(Labeled-object pointing entries)
◆ ◆ ◆ ◆ ◆ ◆ ◆
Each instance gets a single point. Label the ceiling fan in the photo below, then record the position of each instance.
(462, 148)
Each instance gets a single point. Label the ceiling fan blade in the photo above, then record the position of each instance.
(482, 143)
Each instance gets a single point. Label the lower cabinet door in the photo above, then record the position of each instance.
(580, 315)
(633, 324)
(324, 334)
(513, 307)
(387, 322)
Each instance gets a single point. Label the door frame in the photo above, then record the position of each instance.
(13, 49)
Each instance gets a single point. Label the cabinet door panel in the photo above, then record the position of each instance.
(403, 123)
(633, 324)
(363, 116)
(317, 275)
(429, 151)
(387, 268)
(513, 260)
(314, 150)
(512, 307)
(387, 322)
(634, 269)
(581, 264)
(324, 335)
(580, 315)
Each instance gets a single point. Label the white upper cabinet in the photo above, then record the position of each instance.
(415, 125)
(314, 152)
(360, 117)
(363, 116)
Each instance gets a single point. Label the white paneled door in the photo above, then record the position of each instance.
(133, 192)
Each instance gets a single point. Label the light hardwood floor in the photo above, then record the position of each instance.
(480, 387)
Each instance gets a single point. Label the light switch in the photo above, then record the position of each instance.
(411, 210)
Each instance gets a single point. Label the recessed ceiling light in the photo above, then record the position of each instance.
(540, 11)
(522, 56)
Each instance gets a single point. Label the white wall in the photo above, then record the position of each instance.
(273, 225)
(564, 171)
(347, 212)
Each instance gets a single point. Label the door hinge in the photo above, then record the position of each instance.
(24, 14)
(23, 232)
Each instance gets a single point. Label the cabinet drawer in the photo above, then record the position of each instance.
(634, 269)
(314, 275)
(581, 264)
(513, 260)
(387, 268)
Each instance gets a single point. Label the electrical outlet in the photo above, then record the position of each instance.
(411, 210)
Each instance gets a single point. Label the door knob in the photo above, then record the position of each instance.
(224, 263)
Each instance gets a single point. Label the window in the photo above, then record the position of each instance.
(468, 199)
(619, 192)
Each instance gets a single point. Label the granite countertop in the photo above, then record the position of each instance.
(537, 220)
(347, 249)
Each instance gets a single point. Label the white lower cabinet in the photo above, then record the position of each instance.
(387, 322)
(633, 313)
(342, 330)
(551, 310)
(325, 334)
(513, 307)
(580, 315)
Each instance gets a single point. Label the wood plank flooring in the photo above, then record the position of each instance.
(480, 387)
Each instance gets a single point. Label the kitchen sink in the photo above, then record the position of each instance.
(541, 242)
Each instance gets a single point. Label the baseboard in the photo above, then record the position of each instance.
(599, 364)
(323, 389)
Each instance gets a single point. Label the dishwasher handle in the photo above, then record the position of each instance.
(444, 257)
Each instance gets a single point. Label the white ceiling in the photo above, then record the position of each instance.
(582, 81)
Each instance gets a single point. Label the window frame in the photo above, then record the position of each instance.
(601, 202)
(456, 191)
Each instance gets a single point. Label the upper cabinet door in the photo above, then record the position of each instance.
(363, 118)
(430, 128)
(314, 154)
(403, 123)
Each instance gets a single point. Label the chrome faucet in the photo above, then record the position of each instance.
◆ ◆ ◆ ◆ ◆ ◆ ◆
Work required =
In full and verbatim, repeat the records given above.

Expected answer =
Each instance gets a single point. Label the ceiling fan in the photo below, then record the position of each instance.
(462, 148)
Each instance gets a single point. Label the ceiling fan blade in the photo above, then record the position of each instance.
(482, 143)
Each instance gets a single point. Label the lower cabinet door in the photo above, then record the position of each instance.
(580, 315)
(633, 324)
(324, 334)
(513, 307)
(387, 322)
Each instance gets a single point. Label the door frame in the photo above, then record the position of each instance.
(13, 49)
Each instance gets a single point. Label the cabinet door panel in the photo above, then record the position of each instance.
(403, 123)
(633, 324)
(363, 116)
(317, 275)
(429, 151)
(387, 268)
(513, 260)
(314, 150)
(512, 307)
(387, 322)
(634, 269)
(581, 264)
(324, 335)
(580, 315)
Each instance gets a single point. Label the white upper cabinet in the photo above, then record the position of each instance.
(415, 125)
(314, 152)
(360, 117)
(363, 116)
Each instance gets a single point. Label the white paneled door in the photo above, then record the position of each instance.
(133, 192)
Each instance gets a single point. Label the light hardwood floor in the photo above, then record the position of each instance.
(480, 387)
Each instance gets a single point. Label the light switch in the photo above, then record the position of each instance.
(411, 210)
Each instance gets a single point. Label the recessed ceiling light in the photo above, then record the position of each instance.
(540, 11)
(522, 56)
Each instance gets a single point. Label the white wall in the photo above, then record the position of each instance.
(273, 225)
(564, 171)
(347, 212)
Each instance gets a single point. Label the door hinge in the photo above, then record the position of each instance.
(24, 14)
(23, 232)
Each instance gets a single point. Label the cabinet drawer in the photo above, then record the position of each instance.
(634, 269)
(314, 275)
(581, 264)
(513, 260)
(387, 268)
Each instance gets a single point. Label the electrical outlet in the photo above, then record the position of each instance.
(411, 210)
Each instance gets a single point. Label the door knob in the photo above, then record the position of each instance.
(224, 263)
Each instance gets a single point. Label the window in the photo above, then record the position of each instance.
(468, 199)
(619, 192)
Each instance gets a single point. Label the granite countertop in the photo above, then record the position of each instance.
(537, 220)
(347, 249)
Each instance gets a single point. Label the white lower cabinet in the photo above, then record the position of each instance.
(387, 322)
(633, 313)
(342, 330)
(551, 310)
(325, 334)
(513, 307)
(580, 315)
Each instance gets a single point. Label the wood plank flooring in the photo above, then record the position of each instance.
(480, 387)
Each instance gets a single point. Label the kitchen sink in the photo above, then record the position of each instance.
(541, 242)
Each instance gets a single point. Label the baseboard in the photo above, then record the position of each instance.
(599, 364)
(323, 389)
Each instance gets a single point. Label the dishwasher handle in the photo above, then record the position of each instance.
(444, 257)
Each instance gets a single point. Label the white ceiling in the photo above, then record the position of each instance.
(582, 81)
Each instance gets a single point. Label the window frame in the photo above, then record the position of each instance.
(601, 202)
(456, 191)
Each instance gets a single point. Label the upper cabinet door in the photo above, then record the position of each instance.
(363, 118)
(430, 128)
(314, 154)
(403, 123)
Each instance gets a single point. Label the chrome faucet in the photo above, then record the position of each instance.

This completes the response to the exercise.